### READING TEXT:
Years ago, when I last saw Jay Leno on the Tonight Show more than once every couple of years, I identified what I believed to be the fundamental element of Leno’s monologue technique – the Comedic Fact.

Master of the Comedic Fact
The principle is pretty simple – any of the people Leno would be likely to make a joke about would have attached to them a popularly recognizable trait and the joke (such as it was, I confess I’m not much of a Jay Leno fan) relied on finding a somewhat surprising way to reveal the link between famous person and comedic fact.

So, let’s say some celebrity’s comedic fact was that they were fat. As you may recall, Oprah previously found herself in this predicament amidst her much publicized weight loss and gain, so let’s use her as an example. (I suspect her comedic fact is now that she’s super rich.)

### DATA SHOWN:
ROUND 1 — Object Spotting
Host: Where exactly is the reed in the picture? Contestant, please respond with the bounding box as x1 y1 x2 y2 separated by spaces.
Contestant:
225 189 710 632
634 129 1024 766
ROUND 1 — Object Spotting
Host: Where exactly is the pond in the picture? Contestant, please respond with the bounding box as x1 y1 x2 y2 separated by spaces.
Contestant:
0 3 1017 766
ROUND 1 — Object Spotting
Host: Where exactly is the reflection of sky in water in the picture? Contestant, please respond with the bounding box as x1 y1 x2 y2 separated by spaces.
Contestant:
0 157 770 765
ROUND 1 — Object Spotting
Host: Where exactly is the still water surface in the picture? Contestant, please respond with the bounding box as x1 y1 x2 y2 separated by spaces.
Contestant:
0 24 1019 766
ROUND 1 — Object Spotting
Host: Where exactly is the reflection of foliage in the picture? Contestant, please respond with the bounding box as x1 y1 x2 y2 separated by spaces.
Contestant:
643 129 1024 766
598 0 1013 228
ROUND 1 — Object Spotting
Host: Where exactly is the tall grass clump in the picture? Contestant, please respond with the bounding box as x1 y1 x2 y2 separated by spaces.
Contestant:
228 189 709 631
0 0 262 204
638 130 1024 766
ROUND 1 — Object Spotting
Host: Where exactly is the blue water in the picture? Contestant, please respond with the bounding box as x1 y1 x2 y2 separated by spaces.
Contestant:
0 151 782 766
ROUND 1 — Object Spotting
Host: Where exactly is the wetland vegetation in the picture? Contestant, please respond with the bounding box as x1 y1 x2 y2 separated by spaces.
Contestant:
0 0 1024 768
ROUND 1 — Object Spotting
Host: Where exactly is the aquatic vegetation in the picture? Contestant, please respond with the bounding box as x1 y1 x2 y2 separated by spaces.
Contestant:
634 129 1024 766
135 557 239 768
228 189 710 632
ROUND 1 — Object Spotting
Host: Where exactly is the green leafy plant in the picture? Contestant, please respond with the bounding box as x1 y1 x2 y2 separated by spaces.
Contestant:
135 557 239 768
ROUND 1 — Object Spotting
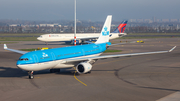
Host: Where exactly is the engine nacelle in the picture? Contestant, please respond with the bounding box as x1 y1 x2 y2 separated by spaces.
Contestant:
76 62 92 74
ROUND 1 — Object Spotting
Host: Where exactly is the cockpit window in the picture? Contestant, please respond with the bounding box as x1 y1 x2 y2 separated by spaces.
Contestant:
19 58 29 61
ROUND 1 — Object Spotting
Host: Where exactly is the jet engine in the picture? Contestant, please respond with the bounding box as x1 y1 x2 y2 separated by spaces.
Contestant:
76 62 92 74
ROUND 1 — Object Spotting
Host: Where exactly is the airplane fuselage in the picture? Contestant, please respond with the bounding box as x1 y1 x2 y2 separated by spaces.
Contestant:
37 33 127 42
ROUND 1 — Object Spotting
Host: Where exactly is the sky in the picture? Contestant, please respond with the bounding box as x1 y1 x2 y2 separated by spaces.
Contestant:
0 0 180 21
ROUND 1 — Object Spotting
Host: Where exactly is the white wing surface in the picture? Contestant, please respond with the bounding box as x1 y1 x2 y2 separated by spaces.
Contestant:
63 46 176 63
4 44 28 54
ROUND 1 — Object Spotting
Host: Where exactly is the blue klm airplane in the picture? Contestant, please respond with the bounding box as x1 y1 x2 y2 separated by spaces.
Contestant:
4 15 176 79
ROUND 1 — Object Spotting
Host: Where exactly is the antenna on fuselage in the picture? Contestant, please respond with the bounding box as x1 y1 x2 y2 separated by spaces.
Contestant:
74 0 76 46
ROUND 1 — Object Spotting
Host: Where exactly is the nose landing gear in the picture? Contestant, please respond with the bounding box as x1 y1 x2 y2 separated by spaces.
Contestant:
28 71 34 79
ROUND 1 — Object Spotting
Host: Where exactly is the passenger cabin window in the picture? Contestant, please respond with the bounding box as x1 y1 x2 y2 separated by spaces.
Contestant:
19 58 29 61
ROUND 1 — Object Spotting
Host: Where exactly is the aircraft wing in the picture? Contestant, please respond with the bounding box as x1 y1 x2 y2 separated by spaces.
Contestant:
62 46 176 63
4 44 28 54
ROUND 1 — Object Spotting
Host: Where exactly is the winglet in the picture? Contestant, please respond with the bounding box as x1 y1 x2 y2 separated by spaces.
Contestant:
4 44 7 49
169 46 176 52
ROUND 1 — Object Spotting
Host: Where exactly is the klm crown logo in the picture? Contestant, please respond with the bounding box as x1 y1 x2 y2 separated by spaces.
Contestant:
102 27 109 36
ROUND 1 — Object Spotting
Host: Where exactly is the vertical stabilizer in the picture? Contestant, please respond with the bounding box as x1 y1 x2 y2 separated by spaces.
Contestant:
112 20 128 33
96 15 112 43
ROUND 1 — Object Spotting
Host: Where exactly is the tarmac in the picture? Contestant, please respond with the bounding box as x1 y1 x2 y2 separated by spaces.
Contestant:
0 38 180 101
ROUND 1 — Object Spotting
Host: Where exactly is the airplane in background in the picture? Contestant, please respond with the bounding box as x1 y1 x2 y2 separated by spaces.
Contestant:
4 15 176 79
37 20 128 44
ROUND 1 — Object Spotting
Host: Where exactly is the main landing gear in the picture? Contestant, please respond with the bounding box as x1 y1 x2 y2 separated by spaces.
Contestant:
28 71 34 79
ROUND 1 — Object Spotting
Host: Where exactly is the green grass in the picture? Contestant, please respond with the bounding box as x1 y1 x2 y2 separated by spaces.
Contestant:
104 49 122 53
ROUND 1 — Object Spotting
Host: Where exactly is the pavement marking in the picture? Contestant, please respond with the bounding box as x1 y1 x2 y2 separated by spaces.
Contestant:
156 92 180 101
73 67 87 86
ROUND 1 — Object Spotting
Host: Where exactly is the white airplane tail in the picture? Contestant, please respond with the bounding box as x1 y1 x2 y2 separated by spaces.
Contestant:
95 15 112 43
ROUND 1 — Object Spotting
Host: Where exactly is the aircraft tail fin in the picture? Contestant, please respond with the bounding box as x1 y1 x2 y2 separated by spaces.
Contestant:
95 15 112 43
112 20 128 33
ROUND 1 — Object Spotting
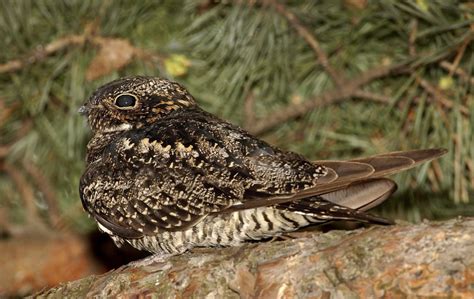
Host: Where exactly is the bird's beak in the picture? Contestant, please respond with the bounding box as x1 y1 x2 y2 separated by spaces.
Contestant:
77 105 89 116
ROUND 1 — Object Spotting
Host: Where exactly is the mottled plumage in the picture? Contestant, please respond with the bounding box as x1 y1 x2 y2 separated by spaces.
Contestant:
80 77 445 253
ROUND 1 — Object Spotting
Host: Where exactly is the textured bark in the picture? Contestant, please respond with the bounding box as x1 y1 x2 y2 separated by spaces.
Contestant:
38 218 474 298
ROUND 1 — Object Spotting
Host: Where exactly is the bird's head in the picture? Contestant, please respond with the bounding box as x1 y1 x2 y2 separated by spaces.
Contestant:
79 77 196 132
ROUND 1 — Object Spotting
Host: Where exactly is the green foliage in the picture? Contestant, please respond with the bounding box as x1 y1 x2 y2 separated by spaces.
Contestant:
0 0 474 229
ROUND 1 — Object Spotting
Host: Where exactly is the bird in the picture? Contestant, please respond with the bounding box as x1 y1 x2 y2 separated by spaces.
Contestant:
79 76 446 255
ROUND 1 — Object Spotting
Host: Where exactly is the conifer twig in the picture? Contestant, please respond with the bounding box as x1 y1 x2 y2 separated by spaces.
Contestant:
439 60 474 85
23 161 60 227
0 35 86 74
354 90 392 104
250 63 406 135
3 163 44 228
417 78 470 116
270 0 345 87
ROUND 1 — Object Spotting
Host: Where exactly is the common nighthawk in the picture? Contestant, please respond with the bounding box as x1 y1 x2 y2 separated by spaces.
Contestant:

### WRITTEN INSTRUCTION:
In the text on Jay Leno's monologues, what does the writer identify as the fundamental element of Leno's monologue technique? The data have no connection to the text on Jay Leno's monologues.

### SOLVED EXERCISE:
The Comedic Fact.